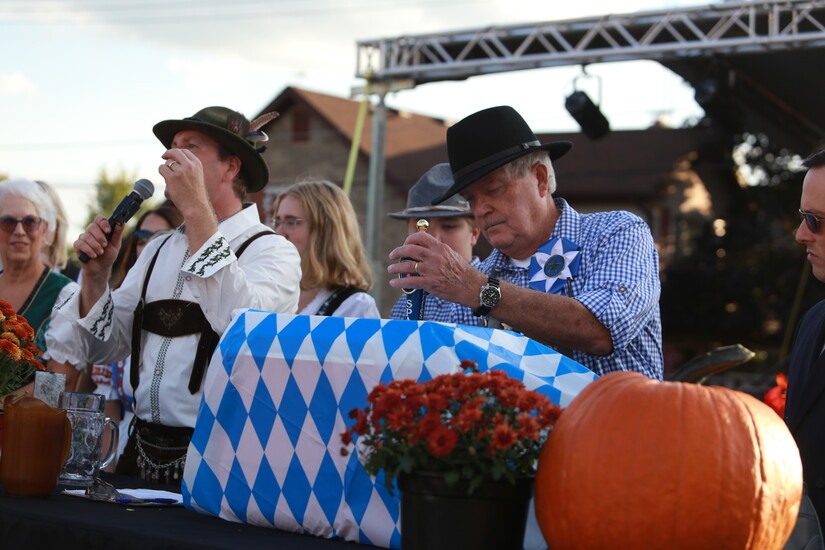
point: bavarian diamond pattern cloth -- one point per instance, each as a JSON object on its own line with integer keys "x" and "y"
{"x": 266, "y": 448}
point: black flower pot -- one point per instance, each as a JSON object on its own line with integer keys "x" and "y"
{"x": 435, "y": 516}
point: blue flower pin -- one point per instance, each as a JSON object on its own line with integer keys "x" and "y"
{"x": 553, "y": 263}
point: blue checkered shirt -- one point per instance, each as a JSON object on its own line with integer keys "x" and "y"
{"x": 618, "y": 281}
{"x": 437, "y": 309}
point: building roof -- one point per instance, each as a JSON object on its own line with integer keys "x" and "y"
{"x": 623, "y": 165}
{"x": 410, "y": 138}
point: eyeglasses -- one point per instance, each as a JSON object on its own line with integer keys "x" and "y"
{"x": 287, "y": 225}
{"x": 30, "y": 224}
{"x": 811, "y": 220}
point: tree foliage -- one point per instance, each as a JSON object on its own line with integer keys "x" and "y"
{"x": 739, "y": 282}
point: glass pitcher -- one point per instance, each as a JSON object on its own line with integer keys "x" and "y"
{"x": 36, "y": 441}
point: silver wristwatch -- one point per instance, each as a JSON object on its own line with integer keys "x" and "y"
{"x": 489, "y": 297}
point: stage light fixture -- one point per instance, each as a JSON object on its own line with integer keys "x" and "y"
{"x": 590, "y": 118}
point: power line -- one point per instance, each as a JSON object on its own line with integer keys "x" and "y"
{"x": 200, "y": 11}
{"x": 72, "y": 145}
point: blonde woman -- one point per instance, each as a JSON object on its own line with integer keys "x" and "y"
{"x": 318, "y": 218}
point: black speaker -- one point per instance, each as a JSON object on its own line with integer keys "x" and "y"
{"x": 587, "y": 114}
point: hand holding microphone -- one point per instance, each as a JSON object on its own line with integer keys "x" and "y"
{"x": 127, "y": 208}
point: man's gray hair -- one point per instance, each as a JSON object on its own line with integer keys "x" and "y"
{"x": 522, "y": 165}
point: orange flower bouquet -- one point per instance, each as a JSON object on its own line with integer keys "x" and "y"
{"x": 471, "y": 426}
{"x": 17, "y": 350}
{"x": 775, "y": 397}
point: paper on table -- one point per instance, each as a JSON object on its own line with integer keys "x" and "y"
{"x": 137, "y": 494}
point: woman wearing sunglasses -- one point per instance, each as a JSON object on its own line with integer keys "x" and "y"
{"x": 318, "y": 218}
{"x": 26, "y": 282}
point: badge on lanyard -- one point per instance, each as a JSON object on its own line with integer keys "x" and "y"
{"x": 553, "y": 263}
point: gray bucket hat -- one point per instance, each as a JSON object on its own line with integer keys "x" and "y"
{"x": 434, "y": 183}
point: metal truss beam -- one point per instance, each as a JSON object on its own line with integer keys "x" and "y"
{"x": 727, "y": 28}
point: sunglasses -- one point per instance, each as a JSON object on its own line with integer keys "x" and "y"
{"x": 30, "y": 224}
{"x": 811, "y": 220}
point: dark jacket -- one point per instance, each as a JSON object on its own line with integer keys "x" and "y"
{"x": 805, "y": 405}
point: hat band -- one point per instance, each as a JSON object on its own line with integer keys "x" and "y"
{"x": 493, "y": 158}
{"x": 437, "y": 208}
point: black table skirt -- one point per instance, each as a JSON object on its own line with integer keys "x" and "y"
{"x": 62, "y": 522}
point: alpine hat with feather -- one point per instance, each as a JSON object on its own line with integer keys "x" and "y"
{"x": 486, "y": 141}
{"x": 233, "y": 131}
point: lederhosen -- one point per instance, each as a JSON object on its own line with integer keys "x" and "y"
{"x": 155, "y": 450}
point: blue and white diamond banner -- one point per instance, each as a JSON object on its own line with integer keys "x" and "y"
{"x": 267, "y": 449}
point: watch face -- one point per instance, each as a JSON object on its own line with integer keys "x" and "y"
{"x": 490, "y": 295}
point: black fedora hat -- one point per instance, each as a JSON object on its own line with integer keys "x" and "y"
{"x": 232, "y": 130}
{"x": 432, "y": 184}
{"x": 489, "y": 139}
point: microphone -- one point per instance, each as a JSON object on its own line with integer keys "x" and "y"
{"x": 127, "y": 208}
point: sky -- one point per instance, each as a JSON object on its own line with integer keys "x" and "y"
{"x": 82, "y": 82}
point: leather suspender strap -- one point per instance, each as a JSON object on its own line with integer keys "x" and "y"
{"x": 337, "y": 298}
{"x": 137, "y": 322}
{"x": 189, "y": 314}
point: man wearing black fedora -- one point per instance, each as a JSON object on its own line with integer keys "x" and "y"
{"x": 586, "y": 284}
{"x": 178, "y": 298}
{"x": 452, "y": 223}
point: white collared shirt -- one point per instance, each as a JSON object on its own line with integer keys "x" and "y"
{"x": 267, "y": 277}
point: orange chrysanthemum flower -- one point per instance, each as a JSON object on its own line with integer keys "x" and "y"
{"x": 472, "y": 423}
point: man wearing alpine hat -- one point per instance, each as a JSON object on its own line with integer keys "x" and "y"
{"x": 586, "y": 284}
{"x": 178, "y": 298}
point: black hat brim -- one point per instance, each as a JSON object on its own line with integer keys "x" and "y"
{"x": 557, "y": 149}
{"x": 252, "y": 163}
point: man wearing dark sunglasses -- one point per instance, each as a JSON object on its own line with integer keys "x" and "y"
{"x": 805, "y": 404}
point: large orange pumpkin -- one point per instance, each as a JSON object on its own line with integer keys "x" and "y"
{"x": 640, "y": 464}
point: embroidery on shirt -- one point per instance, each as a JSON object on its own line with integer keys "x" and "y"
{"x": 553, "y": 263}
{"x": 98, "y": 330}
{"x": 64, "y": 302}
{"x": 214, "y": 253}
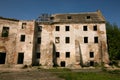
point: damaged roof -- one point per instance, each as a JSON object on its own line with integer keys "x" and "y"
{"x": 89, "y": 17}
{"x": 11, "y": 19}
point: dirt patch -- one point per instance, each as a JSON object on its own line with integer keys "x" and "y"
{"x": 27, "y": 75}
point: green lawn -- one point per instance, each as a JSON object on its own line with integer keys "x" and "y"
{"x": 104, "y": 75}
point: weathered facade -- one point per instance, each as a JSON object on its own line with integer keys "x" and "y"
{"x": 66, "y": 40}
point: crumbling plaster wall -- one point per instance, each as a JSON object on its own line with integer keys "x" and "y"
{"x": 8, "y": 44}
{"x": 27, "y": 46}
{"x": 99, "y": 49}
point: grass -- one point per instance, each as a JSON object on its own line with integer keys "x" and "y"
{"x": 104, "y": 75}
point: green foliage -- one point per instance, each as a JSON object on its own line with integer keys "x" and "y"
{"x": 113, "y": 35}
{"x": 90, "y": 75}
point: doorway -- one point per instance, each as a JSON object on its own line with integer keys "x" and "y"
{"x": 91, "y": 63}
{"x": 62, "y": 64}
{"x": 2, "y": 57}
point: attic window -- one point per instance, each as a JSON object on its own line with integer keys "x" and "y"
{"x": 88, "y": 17}
{"x": 69, "y": 17}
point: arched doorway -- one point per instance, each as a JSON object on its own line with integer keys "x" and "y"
{"x": 62, "y": 63}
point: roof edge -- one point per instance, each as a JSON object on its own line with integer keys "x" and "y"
{"x": 11, "y": 19}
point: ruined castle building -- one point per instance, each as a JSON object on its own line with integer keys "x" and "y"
{"x": 65, "y": 40}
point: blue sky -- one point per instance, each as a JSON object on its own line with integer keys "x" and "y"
{"x": 31, "y": 9}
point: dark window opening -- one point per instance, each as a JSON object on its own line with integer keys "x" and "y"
{"x": 95, "y": 39}
{"x": 57, "y": 39}
{"x": 62, "y": 63}
{"x": 85, "y": 28}
{"x": 91, "y": 54}
{"x": 57, "y": 28}
{"x": 85, "y": 39}
{"x": 39, "y": 28}
{"x": 95, "y": 28}
{"x": 20, "y": 58}
{"x": 2, "y": 57}
{"x": 88, "y": 17}
{"x": 39, "y": 40}
{"x": 67, "y": 54}
{"x": 91, "y": 63}
{"x": 22, "y": 39}
{"x": 67, "y": 40}
{"x": 69, "y": 17}
{"x": 57, "y": 54}
{"x": 24, "y": 25}
{"x": 5, "y": 32}
{"x": 67, "y": 28}
{"x": 38, "y": 55}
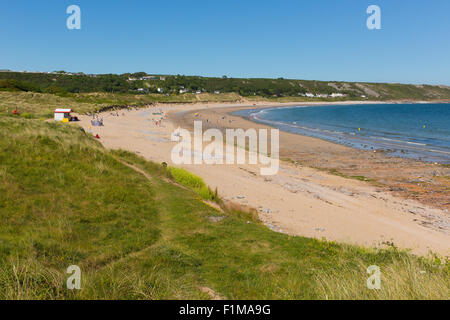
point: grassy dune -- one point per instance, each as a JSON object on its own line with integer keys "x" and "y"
{"x": 65, "y": 200}
{"x": 35, "y": 105}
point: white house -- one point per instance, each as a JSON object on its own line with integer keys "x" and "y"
{"x": 62, "y": 114}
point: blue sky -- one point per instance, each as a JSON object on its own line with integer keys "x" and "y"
{"x": 301, "y": 39}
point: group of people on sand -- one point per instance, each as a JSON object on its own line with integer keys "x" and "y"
{"x": 97, "y": 121}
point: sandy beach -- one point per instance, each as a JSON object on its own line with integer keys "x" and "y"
{"x": 405, "y": 203}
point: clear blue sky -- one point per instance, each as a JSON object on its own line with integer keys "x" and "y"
{"x": 302, "y": 39}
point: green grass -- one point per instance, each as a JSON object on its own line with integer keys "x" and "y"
{"x": 66, "y": 200}
{"x": 41, "y": 105}
{"x": 189, "y": 180}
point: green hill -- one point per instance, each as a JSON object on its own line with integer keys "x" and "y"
{"x": 64, "y": 84}
{"x": 135, "y": 234}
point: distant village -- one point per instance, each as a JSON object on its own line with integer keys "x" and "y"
{"x": 180, "y": 89}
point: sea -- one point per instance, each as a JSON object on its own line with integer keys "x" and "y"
{"x": 412, "y": 130}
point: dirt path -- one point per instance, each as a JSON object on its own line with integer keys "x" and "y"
{"x": 298, "y": 200}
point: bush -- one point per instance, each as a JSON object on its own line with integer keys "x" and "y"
{"x": 193, "y": 182}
- - -
▶ _Stated task_
Restate word for word the lines from the one holding "point: group of" to the end of the listing, both ends included, and nothing more.

▶ _Written answer_
point: group of people on sand -- one point per instance, each as a JSON object on its own line with integer keys "x" and "y"
{"x": 97, "y": 121}
point: sandy beach -- one point per instance, each as a JSON object on its own line with integer keys "x" and "y"
{"x": 405, "y": 203}
point: clear blue sky -- one point per instance, each as a JSON object on its own line with integer keys "x" and "y"
{"x": 302, "y": 39}
point: green grass -- one point per instance, each as a JSON object on its own line with integer keys "x" and "y"
{"x": 66, "y": 200}
{"x": 41, "y": 105}
{"x": 189, "y": 180}
point: green hill -- one point per instance, each as a JSON object on its own line with integer keys "x" and "y"
{"x": 64, "y": 84}
{"x": 135, "y": 234}
point: distant village -- one point per instance, each as a JSON object on its own line with integer keys "x" and "y"
{"x": 180, "y": 89}
point: sea -- one point per instance, each as a JSON object on its own line with integer keys "x" and "y"
{"x": 412, "y": 130}
point: dirt path -- one point per instance, each as a JSON object on its own line with integer keys "x" and "y"
{"x": 298, "y": 200}
point: bush -- one point per instance, each as a JSON object on its own line with integer keys "x" and "y"
{"x": 193, "y": 182}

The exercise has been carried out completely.